EXCERPTED RECORDS
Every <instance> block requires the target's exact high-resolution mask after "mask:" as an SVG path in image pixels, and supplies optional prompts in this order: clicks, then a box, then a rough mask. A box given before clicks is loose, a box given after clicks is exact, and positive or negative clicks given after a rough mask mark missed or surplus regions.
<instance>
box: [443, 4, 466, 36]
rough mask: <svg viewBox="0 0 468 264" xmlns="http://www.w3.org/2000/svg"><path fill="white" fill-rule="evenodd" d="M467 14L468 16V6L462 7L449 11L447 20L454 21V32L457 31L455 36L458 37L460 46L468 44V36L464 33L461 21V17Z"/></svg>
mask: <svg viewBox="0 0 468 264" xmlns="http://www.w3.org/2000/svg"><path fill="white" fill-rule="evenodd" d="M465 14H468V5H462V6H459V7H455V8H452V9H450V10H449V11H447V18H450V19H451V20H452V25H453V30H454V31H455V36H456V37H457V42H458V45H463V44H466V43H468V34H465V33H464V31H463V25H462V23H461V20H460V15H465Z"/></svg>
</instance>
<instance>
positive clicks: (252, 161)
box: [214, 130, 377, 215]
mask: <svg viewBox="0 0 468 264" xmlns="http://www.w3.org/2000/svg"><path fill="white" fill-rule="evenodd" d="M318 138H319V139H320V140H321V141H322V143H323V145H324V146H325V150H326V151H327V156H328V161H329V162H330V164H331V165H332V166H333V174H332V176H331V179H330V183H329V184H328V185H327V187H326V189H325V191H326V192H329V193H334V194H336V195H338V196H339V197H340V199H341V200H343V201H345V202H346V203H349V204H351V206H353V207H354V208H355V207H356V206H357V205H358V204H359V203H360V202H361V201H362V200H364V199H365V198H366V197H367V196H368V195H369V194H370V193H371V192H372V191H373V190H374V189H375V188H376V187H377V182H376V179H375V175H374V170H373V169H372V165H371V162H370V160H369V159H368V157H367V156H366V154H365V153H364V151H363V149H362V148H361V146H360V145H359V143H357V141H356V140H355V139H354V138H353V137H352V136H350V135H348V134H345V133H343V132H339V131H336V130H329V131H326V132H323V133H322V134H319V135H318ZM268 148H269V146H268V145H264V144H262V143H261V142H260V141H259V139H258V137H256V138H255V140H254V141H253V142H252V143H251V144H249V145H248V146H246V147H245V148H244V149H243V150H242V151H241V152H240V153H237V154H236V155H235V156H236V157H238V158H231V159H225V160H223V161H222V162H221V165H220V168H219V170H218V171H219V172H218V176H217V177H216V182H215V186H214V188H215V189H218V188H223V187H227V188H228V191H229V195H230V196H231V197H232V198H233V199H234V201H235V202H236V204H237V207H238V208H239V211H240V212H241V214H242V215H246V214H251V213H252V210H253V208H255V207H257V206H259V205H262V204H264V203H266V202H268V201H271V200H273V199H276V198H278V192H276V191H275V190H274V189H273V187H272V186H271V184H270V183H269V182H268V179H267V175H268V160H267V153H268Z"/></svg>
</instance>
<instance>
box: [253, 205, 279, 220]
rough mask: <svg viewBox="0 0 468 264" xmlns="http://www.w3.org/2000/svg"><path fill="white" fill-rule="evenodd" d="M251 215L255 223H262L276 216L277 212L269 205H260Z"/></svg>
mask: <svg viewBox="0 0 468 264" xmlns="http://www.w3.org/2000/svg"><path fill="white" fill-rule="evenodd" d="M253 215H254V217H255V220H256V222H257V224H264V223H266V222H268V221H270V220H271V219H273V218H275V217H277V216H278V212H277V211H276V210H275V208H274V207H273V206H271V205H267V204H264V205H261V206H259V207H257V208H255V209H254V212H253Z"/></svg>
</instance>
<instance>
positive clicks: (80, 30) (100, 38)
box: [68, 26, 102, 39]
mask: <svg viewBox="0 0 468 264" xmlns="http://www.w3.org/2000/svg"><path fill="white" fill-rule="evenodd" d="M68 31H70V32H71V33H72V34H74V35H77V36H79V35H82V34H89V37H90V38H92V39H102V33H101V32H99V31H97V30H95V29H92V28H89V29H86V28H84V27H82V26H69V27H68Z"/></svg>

WHAT TO WORK ON
Set every record down again, exactly as given.

PROBLEM SOLUTION
Every <instance> block requires the target's exact high-resolution mask after "mask:" as an SVG path in image pixels, and supplies optional prompts in this order: clicks, then a box, then a rough mask. A box given before clicks is loose, a box given after clicks is exact, and positive or negative clicks given after a rough mask mark missed or surplus regions.
<instance>
box: [443, 4, 466, 36]
rough mask: <svg viewBox="0 0 468 264" xmlns="http://www.w3.org/2000/svg"><path fill="white" fill-rule="evenodd" d="M467 14L468 16V6L462 7L449 11L447 20L454 21V32L457 31L455 36L458 37L460 46L468 44V36L464 33L461 21V17Z"/></svg>
mask: <svg viewBox="0 0 468 264" xmlns="http://www.w3.org/2000/svg"><path fill="white" fill-rule="evenodd" d="M465 14H468V5H462V6H459V7H455V8H452V9H450V10H449V11H447V18H450V19H451V20H452V25H453V30H454V31H455V36H456V37H457V42H458V45H463V44H466V43H468V34H465V33H464V31H463V25H462V23H461V20H460V15H465Z"/></svg>
</instance>
<instance>
positive clicks: (252, 161)
box: [214, 130, 377, 215]
mask: <svg viewBox="0 0 468 264" xmlns="http://www.w3.org/2000/svg"><path fill="white" fill-rule="evenodd" d="M318 138H319V139H320V140H321V141H322V143H323V145H324V146H325V150H326V151H327V156H328V161H329V162H330V164H331V165H332V166H333V174H332V176H331V179H330V183H329V184H328V185H327V187H326V189H325V191H326V192H329V193H334V194H336V195H338V196H339V197H340V199H341V200H343V201H345V202H346V203H349V204H351V206H353V207H354V208H355V207H356V206H357V205H358V204H359V203H360V202H361V201H362V200H364V199H365V198H366V197H367V196H368V195H369V194H370V193H371V192H372V191H373V190H374V189H375V188H376V187H377V182H376V179H375V175H374V170H373V169H372V165H371V162H370V160H369V159H368V157H367V156H366V154H365V153H364V151H363V149H362V148H361V146H360V145H359V143H357V141H356V140H355V139H354V138H353V137H352V136H350V135H348V134H345V133H343V132H339V131H336V130H329V131H326V132H323V133H322V134H319V135H318ZM268 148H269V146H268V145H264V144H262V143H261V142H260V141H259V139H258V137H256V138H255V140H254V141H253V142H252V143H251V144H249V145H248V146H246V147H245V148H244V149H243V150H242V151H241V152H240V153H237V154H236V155H235V156H236V157H238V158H231V159H225V160H223V161H222V162H221V165H220V168H219V170H218V171H219V172H218V176H217V177H216V182H215V186H214V188H215V189H218V188H223V187H227V188H228V191H229V195H230V196H231V197H232V198H233V199H234V201H235V202H236V204H237V207H238V208H239V211H240V212H241V214H242V215H246V214H251V213H252V210H253V208H255V207H257V206H259V205H262V204H264V203H266V202H268V201H271V200H273V199H276V198H278V192H276V191H275V190H274V189H273V187H272V186H271V184H270V183H269V182H268V179H267V175H268V160H267V153H268Z"/></svg>
</instance>
<instance>
box: [253, 205, 279, 220]
rough mask: <svg viewBox="0 0 468 264" xmlns="http://www.w3.org/2000/svg"><path fill="white" fill-rule="evenodd" d="M251 215L255 223H262L276 216L277 212L269 205H260Z"/></svg>
mask: <svg viewBox="0 0 468 264" xmlns="http://www.w3.org/2000/svg"><path fill="white" fill-rule="evenodd" d="M253 215H254V217H255V220H256V222H257V224H264V223H266V222H268V221H270V220H271V219H273V218H275V217H277V216H278V212H277V211H276V210H275V208H274V207H273V206H271V205H267V204H264V205H261V206H259V207H257V208H255V209H254V212H253Z"/></svg>
</instance>
<instance>
positive clicks: (80, 30) (100, 38)
box: [68, 26, 102, 39]
mask: <svg viewBox="0 0 468 264" xmlns="http://www.w3.org/2000/svg"><path fill="white" fill-rule="evenodd" d="M68 31H70V32H71V33H72V34H74V35H77V36H79V35H82V34H89V37H90V38H92V39H102V33H101V32H99V31H97V30H95V29H92V28H89V29H86V28H84V27H82V26H69V27H68Z"/></svg>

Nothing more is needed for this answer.